■ TASK GOAL
Write what comes next in the commit diff that replaces smart_open calls with open_artifact, starting right after its last line.

Add azure and google storage deps + wrap smart_open calls for relational

* Add azure and google storage deps * Update relational SDK to use transport params * Wrap smart_open calls to insert the transport_params as necessary for Azure GitOrigin-RevId: e13e70c9308c6a27099c998f82f4e3267463ef95
gretelai · Jan 5, 2024 · 3cddc7c · 3cddc7c
1 parent 35684de
commit 3cddc7c
Show file tree

Hide file tree

Showing 7 changed files with 29 additions and 25 deletions.
diff --git a/src/gretel_trainer/relational/core.py b/src/gretel_trainer/relational/core.py
@@ -25,7 +25,6 @@
 
 import networkx
 import pandas as pd
-import smart_open
 
 from networkx.algorithms.cycles import simple_cycles
 from networkx.algorithms.dag import dag_longest_path_length, topological_sort
@@ -34,6 +33,7 @@
 
 import gretel_trainer.relational.json as relational_json
 
+from gretel_client.projects.artifact_handlers import open_artifact
 from gretel_trainer.relational.json import (
     IngestResponseT,
     InventedTableMetadata,
@@ -273,7 +273,7 @@ def add_table(
             preview_df = data.head(PREVIEW_ROW_COUNT)
         elif isinstance(data, (str, Path)):
             data_location = self.source_data_handler.resolve_data_location(data)
-            with smart_open.open(data_location, "rb") as d:
+            with open_artifact(data_location, "rb") as d:
                 preview_df = pd.read_csv(d, nrows=PREVIEW_ROW_COUNT)
         columns = list(preview_df.columns)
         json_cols = relational_json.get_json_columns(preview_df)
@@ -293,7 +293,7 @@ def add_table(
             if isinstance(data, pd.DataFrame):
                 df = data
             elif isinstance(data, (str, Path)):
-                with smart_open.open(data, "rb") as d:
+                with open_artifact(data, "rb") as d:
                     df = pd.read_csv(d)
             rj_ingest = relational_json.ingest(name, primary_key, df, json_cols)
 
@@ -359,7 +359,7 @@ def _add_single_table(
         if columns is not None:
             cols = columns
         else:
-            with smart_open.open(source, "rb") as src:
+            with open_artifact(source, "rb") as src:
                 cols = list(pd.read_csv(src, nrows=1).columns)
         metadata = TableMetadata(
             primary_key=primary_key,
@@ -762,7 +762,7 @@ def get_table_data(
         """
         source = self.get_table_source(table)
         usecols = usecols or self.get_table_columns(table)
-        with smart_open.open(source, "rb") as src:
+        with open_artifact(source, "rb") as src:
             return pd.read_csv(src, usecols=usecols)
 
     def get_table_columns(self, table: str) -> list[str]:

diff --git a/src/gretel_trainer/relational/multi_table.py b/src/gretel_trainer/relational/multi_table.py
@@ -25,6 +25,7 @@
 
 from gretel_client.config import get_session_config, RunnerMode
 from gretel_client.projects import create_project, get_project, Project
+from gretel_client.projects.artifact_handlers import open_artifact
 from gretel_client.projects.jobs import ACTIVE_STATES, END_STATES, Status
 from gretel_client.projects.records import RecordHandler
 from gretel_trainer.relational.artifacts import ArtifactCollection
@@ -651,7 +652,7 @@ def run_transforms(
             if isinstance(data_source, pd.DataFrame):
                 data_source.to_csv(transforms_run_path, index=False)

■ SUPPLIED DATA

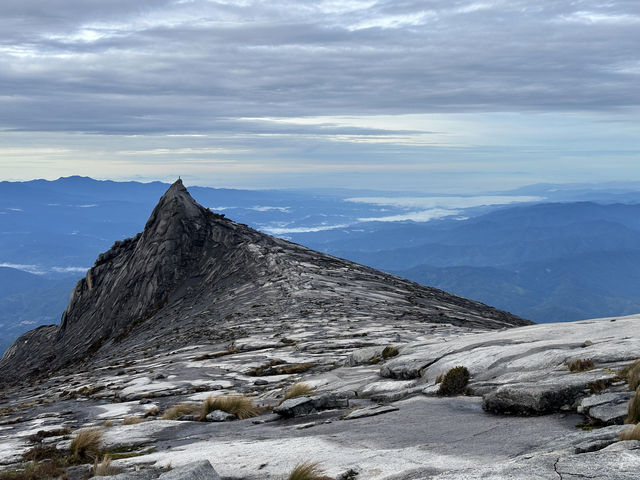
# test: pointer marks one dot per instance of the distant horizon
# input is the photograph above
(443, 97)
(602, 185)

■ ANSWER TO THIS PROBLEM
             else:
-                with smart_open.open(data_source, "rb") as src, smart_open.open(
+                with open_artifact(data_source, "rb") as src, open_artifact(
                     transforms_run_path, "wb"
                 ) as dest:
                     shutil.copyfileobj(src, dest)
@@ -690,7 +691,10 @@ def run_transforms(
         for table, df in reshaped_tables.items():
             filename = f"transformed_{table}.csv"
             out_path = self._output_handler.filepath_for(filename, subdir=run_subdir)
-            with smart_open.open(out_path, "wb") as dest:
+            with open_artifact(
+                out_path,
+                "wb",
+            ) as dest:
                 df.to_csv(
                     dest,
                     index=False,
@@ -899,7 +903,7 @@ def generate(
             synth_csv_path = self._output_handler.filepath_for(
                 f"synth_{table}.csv", subdir=run_subdir
             )
-            with smart_open.open(synth_csv_path, "wb") as dest:
+            with open_artifact(synth_csv_path, "wb") as dest:
                 synth_df.to_csv(
                     dest,
                     index=False,
@@ -1042,7 +1046,7 @@ def create_relational_report(self, run_identifier: str, filepath: str) -> None:
             now=datetime.utcnow(),
             run_identifier=run_identifier,
         )
-        with smart_open.open(filepath, "w") as report:
+        with open_artifact(filepath, "w") as report:
             html_content = ReportRenderer().render(presenter)
             report.write(html_content)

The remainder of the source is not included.